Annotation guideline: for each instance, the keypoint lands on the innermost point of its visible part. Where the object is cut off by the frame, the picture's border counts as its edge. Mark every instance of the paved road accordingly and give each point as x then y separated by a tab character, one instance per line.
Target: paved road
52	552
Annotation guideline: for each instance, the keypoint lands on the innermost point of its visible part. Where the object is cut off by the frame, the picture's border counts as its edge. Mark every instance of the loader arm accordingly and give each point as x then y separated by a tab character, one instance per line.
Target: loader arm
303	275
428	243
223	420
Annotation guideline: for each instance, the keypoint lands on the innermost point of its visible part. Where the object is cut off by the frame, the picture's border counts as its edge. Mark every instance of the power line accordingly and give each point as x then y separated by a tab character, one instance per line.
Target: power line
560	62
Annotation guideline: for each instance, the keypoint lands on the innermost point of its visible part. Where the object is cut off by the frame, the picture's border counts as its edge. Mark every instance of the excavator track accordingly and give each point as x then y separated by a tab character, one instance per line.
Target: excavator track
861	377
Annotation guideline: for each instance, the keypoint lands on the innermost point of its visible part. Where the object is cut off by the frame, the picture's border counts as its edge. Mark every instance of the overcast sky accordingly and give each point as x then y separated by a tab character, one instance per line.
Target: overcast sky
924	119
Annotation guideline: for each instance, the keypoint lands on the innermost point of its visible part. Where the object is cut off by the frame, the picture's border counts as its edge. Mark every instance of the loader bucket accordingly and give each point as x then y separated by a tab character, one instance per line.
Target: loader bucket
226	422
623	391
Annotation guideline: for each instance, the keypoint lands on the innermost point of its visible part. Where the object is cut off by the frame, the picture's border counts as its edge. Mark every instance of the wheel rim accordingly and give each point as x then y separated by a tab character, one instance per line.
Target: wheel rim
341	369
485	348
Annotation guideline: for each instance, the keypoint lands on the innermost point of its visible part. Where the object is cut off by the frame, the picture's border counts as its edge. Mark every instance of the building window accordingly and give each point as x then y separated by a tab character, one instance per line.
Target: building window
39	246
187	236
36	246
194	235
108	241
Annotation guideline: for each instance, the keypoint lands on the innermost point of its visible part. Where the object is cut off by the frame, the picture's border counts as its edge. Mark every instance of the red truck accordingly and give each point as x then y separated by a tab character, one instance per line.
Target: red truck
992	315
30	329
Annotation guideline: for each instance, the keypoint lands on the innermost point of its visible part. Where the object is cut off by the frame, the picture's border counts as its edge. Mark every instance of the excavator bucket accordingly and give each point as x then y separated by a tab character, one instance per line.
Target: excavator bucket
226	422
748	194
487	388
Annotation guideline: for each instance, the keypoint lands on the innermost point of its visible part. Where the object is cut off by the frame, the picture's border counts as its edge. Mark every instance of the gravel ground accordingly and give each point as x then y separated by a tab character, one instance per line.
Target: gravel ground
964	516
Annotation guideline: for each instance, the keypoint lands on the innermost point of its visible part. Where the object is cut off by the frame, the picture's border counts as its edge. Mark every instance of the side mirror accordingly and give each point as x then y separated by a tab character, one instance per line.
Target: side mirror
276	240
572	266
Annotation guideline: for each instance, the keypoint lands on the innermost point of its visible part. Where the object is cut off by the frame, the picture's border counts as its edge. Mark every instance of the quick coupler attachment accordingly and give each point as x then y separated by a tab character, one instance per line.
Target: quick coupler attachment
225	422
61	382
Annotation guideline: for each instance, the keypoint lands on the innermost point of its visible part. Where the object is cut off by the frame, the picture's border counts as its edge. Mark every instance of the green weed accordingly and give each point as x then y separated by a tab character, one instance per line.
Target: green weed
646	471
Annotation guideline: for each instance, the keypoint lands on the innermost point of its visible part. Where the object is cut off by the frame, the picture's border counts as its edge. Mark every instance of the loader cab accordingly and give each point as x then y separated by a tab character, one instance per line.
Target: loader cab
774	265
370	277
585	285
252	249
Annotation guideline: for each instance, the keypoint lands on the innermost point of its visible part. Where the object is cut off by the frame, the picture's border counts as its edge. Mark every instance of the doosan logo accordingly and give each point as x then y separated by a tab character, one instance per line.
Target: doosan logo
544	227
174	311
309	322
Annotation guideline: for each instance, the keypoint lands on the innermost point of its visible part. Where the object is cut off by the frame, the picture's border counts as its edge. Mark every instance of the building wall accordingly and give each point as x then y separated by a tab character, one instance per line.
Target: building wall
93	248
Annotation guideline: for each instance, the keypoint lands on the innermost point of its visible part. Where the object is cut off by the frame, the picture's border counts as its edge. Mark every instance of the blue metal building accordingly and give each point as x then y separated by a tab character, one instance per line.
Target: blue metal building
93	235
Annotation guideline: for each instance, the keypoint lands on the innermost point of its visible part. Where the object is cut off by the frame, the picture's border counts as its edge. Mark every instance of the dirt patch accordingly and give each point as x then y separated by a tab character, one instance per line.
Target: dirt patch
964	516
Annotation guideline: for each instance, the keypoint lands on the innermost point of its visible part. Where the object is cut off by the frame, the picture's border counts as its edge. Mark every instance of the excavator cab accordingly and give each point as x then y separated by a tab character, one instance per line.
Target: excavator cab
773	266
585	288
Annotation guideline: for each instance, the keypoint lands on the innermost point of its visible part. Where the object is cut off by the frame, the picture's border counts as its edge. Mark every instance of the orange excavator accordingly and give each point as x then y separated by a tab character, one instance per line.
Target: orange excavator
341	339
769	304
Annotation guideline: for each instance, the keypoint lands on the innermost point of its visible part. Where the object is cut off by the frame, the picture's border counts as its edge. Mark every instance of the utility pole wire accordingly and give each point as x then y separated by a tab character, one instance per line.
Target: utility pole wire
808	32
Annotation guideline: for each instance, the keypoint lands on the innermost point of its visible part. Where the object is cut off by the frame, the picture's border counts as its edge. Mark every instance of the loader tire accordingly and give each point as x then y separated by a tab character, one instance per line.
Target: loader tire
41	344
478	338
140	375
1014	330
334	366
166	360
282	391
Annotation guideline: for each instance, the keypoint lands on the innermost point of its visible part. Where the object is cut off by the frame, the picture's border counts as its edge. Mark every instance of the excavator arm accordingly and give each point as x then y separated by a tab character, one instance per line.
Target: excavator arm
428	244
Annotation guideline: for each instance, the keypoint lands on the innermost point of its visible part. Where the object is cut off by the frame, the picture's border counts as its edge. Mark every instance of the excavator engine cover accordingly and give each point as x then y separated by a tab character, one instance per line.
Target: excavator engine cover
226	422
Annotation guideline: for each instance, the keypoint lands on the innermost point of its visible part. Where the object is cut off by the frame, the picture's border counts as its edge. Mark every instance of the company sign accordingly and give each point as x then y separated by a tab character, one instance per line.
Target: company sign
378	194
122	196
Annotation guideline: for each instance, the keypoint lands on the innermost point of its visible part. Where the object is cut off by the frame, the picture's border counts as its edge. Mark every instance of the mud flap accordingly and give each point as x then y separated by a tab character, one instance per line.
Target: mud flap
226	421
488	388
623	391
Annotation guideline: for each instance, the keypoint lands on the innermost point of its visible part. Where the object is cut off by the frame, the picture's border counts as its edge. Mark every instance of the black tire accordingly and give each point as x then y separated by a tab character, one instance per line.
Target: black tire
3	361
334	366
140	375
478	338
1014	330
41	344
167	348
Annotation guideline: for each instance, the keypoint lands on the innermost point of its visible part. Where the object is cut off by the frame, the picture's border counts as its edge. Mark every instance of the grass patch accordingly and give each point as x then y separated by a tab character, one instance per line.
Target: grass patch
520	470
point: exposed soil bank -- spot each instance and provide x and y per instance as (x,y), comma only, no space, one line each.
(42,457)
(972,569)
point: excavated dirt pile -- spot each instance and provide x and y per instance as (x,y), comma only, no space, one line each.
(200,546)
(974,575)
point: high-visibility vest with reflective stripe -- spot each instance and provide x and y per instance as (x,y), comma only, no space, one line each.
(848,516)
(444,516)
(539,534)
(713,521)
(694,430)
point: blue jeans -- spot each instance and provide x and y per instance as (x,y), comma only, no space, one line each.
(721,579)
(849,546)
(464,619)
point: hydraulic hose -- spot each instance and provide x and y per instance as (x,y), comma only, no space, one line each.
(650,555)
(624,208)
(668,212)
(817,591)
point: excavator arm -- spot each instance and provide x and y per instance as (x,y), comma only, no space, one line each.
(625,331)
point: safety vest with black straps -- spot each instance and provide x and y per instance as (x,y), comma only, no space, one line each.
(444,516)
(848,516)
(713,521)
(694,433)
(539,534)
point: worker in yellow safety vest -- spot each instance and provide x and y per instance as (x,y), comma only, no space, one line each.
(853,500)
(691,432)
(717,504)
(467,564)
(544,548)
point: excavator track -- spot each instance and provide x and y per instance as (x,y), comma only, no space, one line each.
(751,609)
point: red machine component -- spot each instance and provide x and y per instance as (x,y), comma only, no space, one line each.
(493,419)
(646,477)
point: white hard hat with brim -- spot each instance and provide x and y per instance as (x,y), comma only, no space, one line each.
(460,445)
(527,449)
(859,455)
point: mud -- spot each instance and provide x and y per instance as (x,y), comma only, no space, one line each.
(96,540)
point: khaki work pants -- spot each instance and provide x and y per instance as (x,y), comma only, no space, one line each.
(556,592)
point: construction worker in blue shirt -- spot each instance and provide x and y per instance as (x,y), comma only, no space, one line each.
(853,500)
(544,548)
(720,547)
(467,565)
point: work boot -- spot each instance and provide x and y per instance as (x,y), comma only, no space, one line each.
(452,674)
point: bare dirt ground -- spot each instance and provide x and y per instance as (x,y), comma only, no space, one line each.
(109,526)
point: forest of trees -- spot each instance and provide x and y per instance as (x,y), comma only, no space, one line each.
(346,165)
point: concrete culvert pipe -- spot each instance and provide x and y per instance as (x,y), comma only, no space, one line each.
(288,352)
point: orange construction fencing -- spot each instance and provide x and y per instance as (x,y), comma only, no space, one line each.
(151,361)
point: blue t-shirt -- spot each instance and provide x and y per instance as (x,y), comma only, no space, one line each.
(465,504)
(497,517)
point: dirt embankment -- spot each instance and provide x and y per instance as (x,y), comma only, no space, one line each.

--------

## Work request
From the listing above, repeat exactly the lines starting at the line that includes "of the wheel" and ending at the line that includes "the building window", with nothing outside that span.

## Response to this exercise
Annotation guideline: for each instance, the keypoint lands on the innermost point of its visible part. Where the object is cut off by the frame, the picture's border counts as its edge. Mark every instance of the wheel rim accordingly and give each point as x then y separated by a tab character, one instance per line.
Target: wheel rim
341	369
485	348
Annotation guideline: for each instance, the keypoint lands on the innermost point of its visible part. Where the object is cut off by the frame, the picture's border counts as its edge. Mark every instance of the building window accordingly and give each point as x then y separated by a tab character, one instance per line.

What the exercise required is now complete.